▸ **What to do**: Every entry that follows is to be duplicated exactly.

►

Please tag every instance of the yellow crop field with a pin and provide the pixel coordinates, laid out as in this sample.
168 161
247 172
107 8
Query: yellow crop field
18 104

◄

▸ **Finished task**:
Please tag every instance of the yellow crop field with a pin and provide the pixel coordinates, laid out as in this sample.
168 161
247 172
107 8
Query: yellow crop field
18 104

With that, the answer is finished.